-- Problem to work on --
State how many lines in the entries below contain the string "backpack", giving only the number.

───── Entries

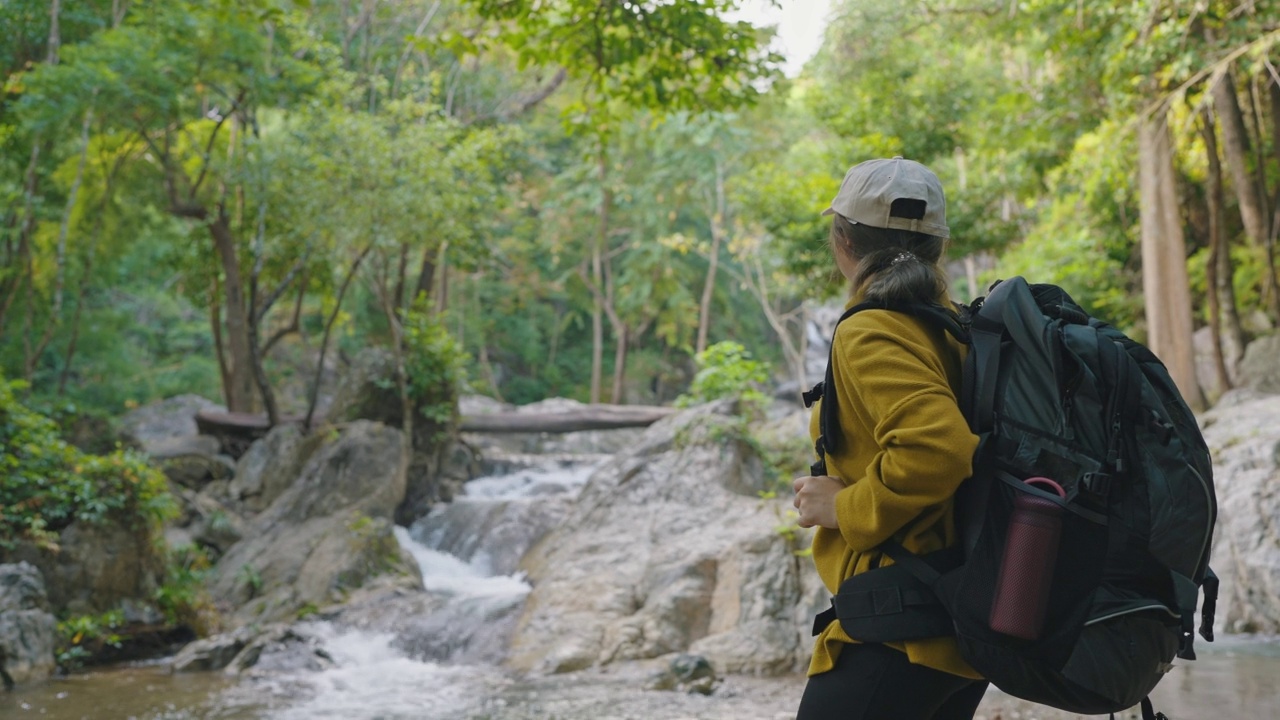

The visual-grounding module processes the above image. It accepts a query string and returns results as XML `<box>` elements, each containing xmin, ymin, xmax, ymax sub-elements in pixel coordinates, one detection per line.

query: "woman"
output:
<box><xmin>795</xmin><ymin>158</ymin><xmax>987</xmax><ymax>720</ymax></box>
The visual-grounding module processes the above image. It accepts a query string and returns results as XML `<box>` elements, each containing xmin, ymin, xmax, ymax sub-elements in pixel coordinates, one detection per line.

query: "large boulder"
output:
<box><xmin>1201</xmin><ymin>389</ymin><xmax>1280</xmax><ymax>634</ymax></box>
<box><xmin>229</xmin><ymin>425</ymin><xmax>310</xmax><ymax>512</ymax></box>
<box><xmin>1192</xmin><ymin>325</ymin><xmax>1244</xmax><ymax>405</ymax></box>
<box><xmin>6</xmin><ymin>521</ymin><xmax>164</xmax><ymax>615</ymax></box>
<box><xmin>508</xmin><ymin>404</ymin><xmax>826</xmax><ymax>674</ymax></box>
<box><xmin>210</xmin><ymin>420</ymin><xmax>417</xmax><ymax>625</ymax></box>
<box><xmin>326</xmin><ymin>347</ymin><xmax>468</xmax><ymax>525</ymax></box>
<box><xmin>0</xmin><ymin>562</ymin><xmax>58</xmax><ymax>688</ymax></box>
<box><xmin>325</xmin><ymin>347</ymin><xmax>404</xmax><ymax>428</ymax></box>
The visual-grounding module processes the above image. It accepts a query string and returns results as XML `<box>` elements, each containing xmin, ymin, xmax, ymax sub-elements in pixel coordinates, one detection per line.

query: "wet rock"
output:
<box><xmin>1192</xmin><ymin>325</ymin><xmax>1244</xmax><ymax>405</ymax></box>
<box><xmin>228</xmin><ymin>425</ymin><xmax>307</xmax><ymax>512</ymax></box>
<box><xmin>169</xmin><ymin>629</ymin><xmax>255</xmax><ymax>673</ymax></box>
<box><xmin>210</xmin><ymin>420</ymin><xmax>416</xmax><ymax>624</ymax></box>
<box><xmin>6</xmin><ymin>523</ymin><xmax>164</xmax><ymax>615</ymax></box>
<box><xmin>1201</xmin><ymin>389</ymin><xmax>1280</xmax><ymax>633</ymax></box>
<box><xmin>325</xmin><ymin>347</ymin><xmax>404</xmax><ymax>428</ymax></box>
<box><xmin>225</xmin><ymin>625</ymin><xmax>334</xmax><ymax>675</ymax></box>
<box><xmin>410</xmin><ymin>496</ymin><xmax>572</xmax><ymax>575</ymax></box>
<box><xmin>649</xmin><ymin>653</ymin><xmax>719</xmax><ymax>694</ymax></box>
<box><xmin>0</xmin><ymin>562</ymin><xmax>58</xmax><ymax>688</ymax></box>
<box><xmin>508</xmin><ymin>404</ymin><xmax>820</xmax><ymax>674</ymax></box>
<box><xmin>1239</xmin><ymin>334</ymin><xmax>1280</xmax><ymax>395</ymax></box>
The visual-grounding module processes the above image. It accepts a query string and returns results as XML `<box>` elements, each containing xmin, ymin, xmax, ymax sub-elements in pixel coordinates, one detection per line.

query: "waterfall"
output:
<box><xmin>247</xmin><ymin>457</ymin><xmax>596</xmax><ymax>720</ymax></box>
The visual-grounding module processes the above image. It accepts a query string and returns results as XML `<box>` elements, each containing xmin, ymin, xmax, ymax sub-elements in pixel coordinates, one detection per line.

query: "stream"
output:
<box><xmin>0</xmin><ymin>459</ymin><xmax>1280</xmax><ymax>720</ymax></box>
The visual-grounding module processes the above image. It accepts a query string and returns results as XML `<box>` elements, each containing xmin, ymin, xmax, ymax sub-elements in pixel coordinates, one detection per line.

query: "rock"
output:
<box><xmin>183</xmin><ymin>492</ymin><xmax>247</xmax><ymax>555</ymax></box>
<box><xmin>1239</xmin><ymin>334</ymin><xmax>1280</xmax><ymax>395</ymax></box>
<box><xmin>225</xmin><ymin>624</ymin><xmax>334</xmax><ymax>675</ymax></box>
<box><xmin>116</xmin><ymin>395</ymin><xmax>225</xmax><ymax>452</ymax></box>
<box><xmin>649</xmin><ymin>653</ymin><xmax>719</xmax><ymax>694</ymax></box>
<box><xmin>151</xmin><ymin>436</ymin><xmax>236</xmax><ymax>489</ymax></box>
<box><xmin>169</xmin><ymin>628</ymin><xmax>253</xmax><ymax>673</ymax></box>
<box><xmin>6</xmin><ymin>523</ymin><xmax>164</xmax><ymax>615</ymax></box>
<box><xmin>326</xmin><ymin>347</ymin><xmax>404</xmax><ymax>428</ymax></box>
<box><xmin>508</xmin><ymin>402</ymin><xmax>820</xmax><ymax>674</ymax></box>
<box><xmin>410</xmin><ymin>489</ymin><xmax>572</xmax><ymax>575</ymax></box>
<box><xmin>229</xmin><ymin>425</ymin><xmax>306</xmax><ymax>512</ymax></box>
<box><xmin>1201</xmin><ymin>389</ymin><xmax>1280</xmax><ymax>633</ymax></box>
<box><xmin>210</xmin><ymin>420</ymin><xmax>416</xmax><ymax>624</ymax></box>
<box><xmin>0</xmin><ymin>562</ymin><xmax>58</xmax><ymax>688</ymax></box>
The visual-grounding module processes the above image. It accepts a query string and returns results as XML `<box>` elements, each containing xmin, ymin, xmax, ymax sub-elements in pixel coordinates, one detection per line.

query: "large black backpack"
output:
<box><xmin>805</xmin><ymin>278</ymin><xmax>1217</xmax><ymax>719</ymax></box>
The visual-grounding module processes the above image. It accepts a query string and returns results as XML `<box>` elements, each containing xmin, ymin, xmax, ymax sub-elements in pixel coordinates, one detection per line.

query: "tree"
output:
<box><xmin>22</xmin><ymin>3</ymin><xmax>319</xmax><ymax>411</ymax></box>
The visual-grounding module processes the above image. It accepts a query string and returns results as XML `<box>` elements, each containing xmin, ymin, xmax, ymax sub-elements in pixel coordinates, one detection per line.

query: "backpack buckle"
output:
<box><xmin>800</xmin><ymin>380</ymin><xmax>827</xmax><ymax>407</ymax></box>
<box><xmin>1080</xmin><ymin>473</ymin><xmax>1111</xmax><ymax>497</ymax></box>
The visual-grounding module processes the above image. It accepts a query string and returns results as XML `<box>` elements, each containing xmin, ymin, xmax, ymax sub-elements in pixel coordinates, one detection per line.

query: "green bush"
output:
<box><xmin>404</xmin><ymin>304</ymin><xmax>470</xmax><ymax>428</ymax></box>
<box><xmin>0</xmin><ymin>377</ymin><xmax>175</xmax><ymax>550</ymax></box>
<box><xmin>676</xmin><ymin>341</ymin><xmax>769</xmax><ymax>407</ymax></box>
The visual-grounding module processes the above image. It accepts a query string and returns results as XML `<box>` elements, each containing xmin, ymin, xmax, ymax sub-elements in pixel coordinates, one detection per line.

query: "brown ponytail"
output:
<box><xmin>831</xmin><ymin>214</ymin><xmax>947</xmax><ymax>306</ymax></box>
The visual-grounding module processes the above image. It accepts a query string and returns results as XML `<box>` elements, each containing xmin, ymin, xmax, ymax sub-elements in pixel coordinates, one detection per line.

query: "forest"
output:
<box><xmin>0</xmin><ymin>0</ymin><xmax>1280</xmax><ymax>425</ymax></box>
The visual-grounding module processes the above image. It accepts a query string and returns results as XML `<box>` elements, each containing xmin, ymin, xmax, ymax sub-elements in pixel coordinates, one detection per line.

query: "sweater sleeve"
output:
<box><xmin>832</xmin><ymin>311</ymin><xmax>978</xmax><ymax>552</ymax></box>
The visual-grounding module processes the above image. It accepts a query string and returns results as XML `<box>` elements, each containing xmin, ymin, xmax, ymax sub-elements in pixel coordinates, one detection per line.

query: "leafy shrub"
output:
<box><xmin>54</xmin><ymin>610</ymin><xmax>125</xmax><ymax>669</ymax></box>
<box><xmin>0</xmin><ymin>377</ymin><xmax>175</xmax><ymax>550</ymax></box>
<box><xmin>676</xmin><ymin>341</ymin><xmax>769</xmax><ymax>407</ymax></box>
<box><xmin>404</xmin><ymin>304</ymin><xmax>470</xmax><ymax>428</ymax></box>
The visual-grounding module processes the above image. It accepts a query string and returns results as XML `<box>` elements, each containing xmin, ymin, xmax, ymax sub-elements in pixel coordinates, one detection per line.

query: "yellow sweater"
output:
<box><xmin>809</xmin><ymin>298</ymin><xmax>980</xmax><ymax>679</ymax></box>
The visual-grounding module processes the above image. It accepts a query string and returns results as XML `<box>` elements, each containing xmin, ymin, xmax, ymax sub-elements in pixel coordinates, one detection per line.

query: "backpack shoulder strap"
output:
<box><xmin>803</xmin><ymin>300</ymin><xmax>967</xmax><ymax>475</ymax></box>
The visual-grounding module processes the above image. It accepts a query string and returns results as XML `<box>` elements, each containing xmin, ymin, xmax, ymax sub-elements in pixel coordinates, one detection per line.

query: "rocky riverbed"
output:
<box><xmin>0</xmin><ymin>635</ymin><xmax>1280</xmax><ymax>720</ymax></box>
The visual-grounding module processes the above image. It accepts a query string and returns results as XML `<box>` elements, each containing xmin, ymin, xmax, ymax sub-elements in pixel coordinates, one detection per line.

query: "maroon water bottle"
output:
<box><xmin>989</xmin><ymin>478</ymin><xmax>1066</xmax><ymax>641</ymax></box>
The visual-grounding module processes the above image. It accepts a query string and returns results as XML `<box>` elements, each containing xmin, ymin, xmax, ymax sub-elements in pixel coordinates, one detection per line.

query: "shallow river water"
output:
<box><xmin>0</xmin><ymin>458</ymin><xmax>1280</xmax><ymax>720</ymax></box>
<box><xmin>0</xmin><ymin>635</ymin><xmax>1280</xmax><ymax>720</ymax></box>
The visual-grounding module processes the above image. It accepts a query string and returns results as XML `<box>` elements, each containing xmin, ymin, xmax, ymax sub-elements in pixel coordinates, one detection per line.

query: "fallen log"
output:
<box><xmin>196</xmin><ymin>410</ymin><xmax>303</xmax><ymax>459</ymax></box>
<box><xmin>461</xmin><ymin>405</ymin><xmax>676</xmax><ymax>433</ymax></box>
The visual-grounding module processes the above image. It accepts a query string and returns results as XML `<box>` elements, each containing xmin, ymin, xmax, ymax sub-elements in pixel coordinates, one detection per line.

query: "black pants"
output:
<box><xmin>796</xmin><ymin>643</ymin><xmax>987</xmax><ymax>720</ymax></box>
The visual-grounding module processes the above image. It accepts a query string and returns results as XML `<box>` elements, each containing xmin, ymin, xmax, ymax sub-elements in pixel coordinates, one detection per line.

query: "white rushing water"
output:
<box><xmin>249</xmin><ymin>456</ymin><xmax>593</xmax><ymax>720</ymax></box>
<box><xmin>264</xmin><ymin>629</ymin><xmax>503</xmax><ymax>720</ymax></box>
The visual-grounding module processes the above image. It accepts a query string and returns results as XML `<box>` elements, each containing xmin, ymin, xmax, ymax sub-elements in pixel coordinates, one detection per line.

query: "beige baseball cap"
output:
<box><xmin>822</xmin><ymin>156</ymin><xmax>951</xmax><ymax>237</ymax></box>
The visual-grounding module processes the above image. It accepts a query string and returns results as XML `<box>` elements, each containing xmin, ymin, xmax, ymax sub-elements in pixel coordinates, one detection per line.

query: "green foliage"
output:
<box><xmin>404</xmin><ymin>304</ymin><xmax>470</xmax><ymax>429</ymax></box>
<box><xmin>54</xmin><ymin>610</ymin><xmax>124</xmax><ymax>670</ymax></box>
<box><xmin>236</xmin><ymin>562</ymin><xmax>262</xmax><ymax>600</ymax></box>
<box><xmin>470</xmin><ymin>0</ymin><xmax>780</xmax><ymax>124</ymax></box>
<box><xmin>676</xmin><ymin>341</ymin><xmax>769</xmax><ymax>407</ymax></box>
<box><xmin>0</xmin><ymin>377</ymin><xmax>175</xmax><ymax>550</ymax></box>
<box><xmin>983</xmin><ymin>124</ymin><xmax>1142</xmax><ymax>332</ymax></box>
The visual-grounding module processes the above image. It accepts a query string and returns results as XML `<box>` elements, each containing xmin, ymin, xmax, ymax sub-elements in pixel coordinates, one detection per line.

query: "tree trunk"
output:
<box><xmin>413</xmin><ymin>247</ymin><xmax>436</xmax><ymax>300</ymax></box>
<box><xmin>1211</xmin><ymin>72</ymin><xmax>1270</xmax><ymax>245</ymax></box>
<box><xmin>302</xmin><ymin>242</ymin><xmax>374</xmax><ymax>430</ymax></box>
<box><xmin>461</xmin><ymin>404</ymin><xmax>676</xmax><ymax>433</ymax></box>
<box><xmin>609</xmin><ymin>325</ymin><xmax>630</xmax><ymax>405</ymax></box>
<box><xmin>1138</xmin><ymin>111</ymin><xmax>1204</xmax><ymax>410</ymax></box>
<box><xmin>209</xmin><ymin>205</ymin><xmax>257</xmax><ymax>413</ymax></box>
<box><xmin>694</xmin><ymin>158</ymin><xmax>724</xmax><ymax>352</ymax></box>
<box><xmin>1201</xmin><ymin>108</ymin><xmax>1231</xmax><ymax>392</ymax></box>
<box><xmin>590</xmin><ymin>149</ymin><xmax>612</xmax><ymax>402</ymax></box>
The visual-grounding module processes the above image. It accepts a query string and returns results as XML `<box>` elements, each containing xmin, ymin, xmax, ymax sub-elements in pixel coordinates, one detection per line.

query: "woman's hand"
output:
<box><xmin>791</xmin><ymin>475</ymin><xmax>845</xmax><ymax>530</ymax></box>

──────────

-- The output --
3